Le calvaire de l’Afrique ne commence certes pas par la rencontre avec les Européens. Ceux-ci en effet évacuent l’esclavage arabe. Le mode de production esclavagiste (hors la tradition esclavagiste africaine) s’est étendu sur 1250 années, en partant du début des razzias arabes en 650 de notre ère. La différence entre l’esclavage mené par les Arabes et celui des Européens est que les Maghrébins n’ont pas pris pour cible unique les Négro-africains. Ayant débuté avec les autochtones dits « Indiens », l’esclavage européen se tourne vers l’Afrique. On est au début du XVIe siècle et l’industrialisation de l’esclavage va concerner presque toutes les nations européennes que les potentialités de l’Afrique excitent.

------------------------------------------------------------------------

**CONSIGNE 1:** Relevez dans l'extrait sur l'esclavage toutes les indications de temps, qu'il s'agisse de dates, de durées ou de siècles.
**CONSIGNE 2:** Poursuivez l'extrait sur l'esclavage à partir de sa dernière phrase.

**MATÉRIEL FOURNI:**

------------------------------------------------------------------------

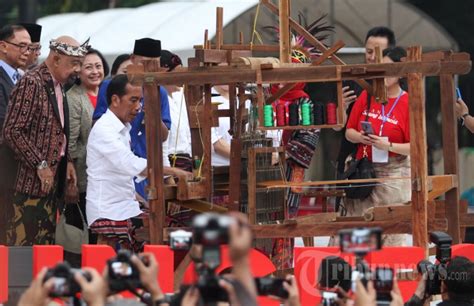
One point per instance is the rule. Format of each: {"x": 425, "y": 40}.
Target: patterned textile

------------------------------------------------------------------------

**RÉSULTAT DE L'EXERCICE 1:**
- 1250 années
- 650 de notre ère
- début du XVIe siècle

**RÉSULTAT DE L'EXERCICE 2:**
C’est là que débute « la fable de l’alouette » que le grand-père de Teno a racontée à son petit-fils : « Ça se passe dans un pays où régnaient, en ces temps-là, abondance et prospérité, le pays des alouettes. Un jour, d’un pays lointain, arrivent des chasseurs ; il sont d’une autre couleur ». Ils ont fini par rester, séduits par les richesses des alouettes qu’ils ont obligées à travailler pour eux. Pour Teno, l’Afrique est ce pays célébré dans la chanson « Alouette, gentille alouette, alouette, je te plumerai, je te plumerai la tête, et la tête, […] ».

L’esclavage, première étape de la mise sous coupe réglée de l’Afrique, figure dans Afrique… à travers des images d’archives détournées de leur sens premier : image de cultivateurs Noirs dans un champ de coton, ou encore images de défilé sur lesquelles Teno évoque l’indépendance camerounaise « après trois siècles d’esclavage et de colonisation ». Esclavage et colonisation puisent aux mêmes sources.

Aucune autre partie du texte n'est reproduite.